**Extract**

==================================================

#astrohackny, week N+1

The day started at #astrohackny with Foreman-Mackey and I arguing about convolutions of Gaussians. The question is: Consider a model (probability of the data given parameters) with two (linear) parameters of importance and 150 (linear) nuisance parameters. There is a very weak Gaussian prior on the nuisance parameters. How to write down the marginalized likelihood such that you only have to do a 2x2 least squares, not a 152x152 least squares? I had a very strong intuition about the answer but no solid argument. Very late at night I demonstrated that my intuition is correct, by the method of experimental coding. Not very satisfying, but my abilities to complete squares with high-dimensional linear operators are not strong!

Taisiya Kopytova (MPIA) is visiting NYU for a couple of months, to work on characterizing directly imaged extra-solar planets. We discussed the simultaneous fitting of photometry and spectroscopy, one of my favorite subjects! I, of course, recommended modeling the calibration (or, equivalently, continuum-normalization) issues simultaneously with the parameter estimation. We also discussed interpolation (of the model grid) and MCMC sampling and the likelihood function.

At Pizza Lunch at Columbia, Chiara Mingarelli (Caltech) talked about the Pulsar Timing Array and its project to detect the stochastic background of gravitational waves. The beautiful thing about the experiment is that it detects the motion of the Earth relative to the pulsars, not the individual motions of the pulsars, and it does so using time correlations in timing residuals as a function of angle between the pulsars. The assumption is that the ball of pulsars is far larger than the relevant wavelengths, and that different pulsars are causally unconnected in time. Interesting to think about the "multiple hypotheses" aspects of this with finite data.


vary all the exposure times!

Ruth Angus showed up for a few days, and we talked out the first steps to make an argument for taking time-series data with variable exposure times. We all know that non-uniform spacing of data helps with frequency recovery in time series; our new intuition is that non-uniform exposure time will help as well, especially for very high frequencies (short periods). We are setting up tests now with Kepler data but an eye to challenging the TESS mission to biting a big, scary bullet.

==================================================

**Supplied material**
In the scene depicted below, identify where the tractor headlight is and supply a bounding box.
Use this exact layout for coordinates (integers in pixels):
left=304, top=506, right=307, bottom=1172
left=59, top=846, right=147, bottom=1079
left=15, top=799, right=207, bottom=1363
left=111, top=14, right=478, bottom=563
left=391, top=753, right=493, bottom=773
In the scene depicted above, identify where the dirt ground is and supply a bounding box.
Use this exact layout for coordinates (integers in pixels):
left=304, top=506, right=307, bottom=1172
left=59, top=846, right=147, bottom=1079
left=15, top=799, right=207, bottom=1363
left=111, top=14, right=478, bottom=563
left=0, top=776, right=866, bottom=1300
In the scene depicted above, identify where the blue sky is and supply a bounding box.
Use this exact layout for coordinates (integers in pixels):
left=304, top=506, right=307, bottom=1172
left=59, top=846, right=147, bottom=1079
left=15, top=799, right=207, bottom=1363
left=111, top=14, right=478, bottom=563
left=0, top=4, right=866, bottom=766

==================================================

**Exercise requirements**
Carry the astronomy research blog on past its last sentence, keeping its voice and style. The listing was drawn from an unrelated source.

**Result for this exercise**
After complaining for the millionth time about PCA (and my loyal reader—who turns out to be Todd Small at The Climate Corporation—knows I love to hate on the PCA), Foreman-Mackey and I finally decided to fire up the robust PCA or PCP method from compressed sensing (not the badly-re-named "robust PCA" in the astronomy literature). The fundamental paper is Candès et al; the method has no free parameters, and the paper includes ridiculously simple pseudo-code. It looks like it absolutely rocks, and obviates all masking or interpolation of missing or bad data!

At lunch, Gabriele Veneziano (Paris, NYU) spoke about graviton–graviton interactions and causality constraints. Question that came up in the talk: If a particle suffers a negative time delay (like the opposite of a gravitational time delay), can you necessarily therefore build a time machine? That's something to dine out on.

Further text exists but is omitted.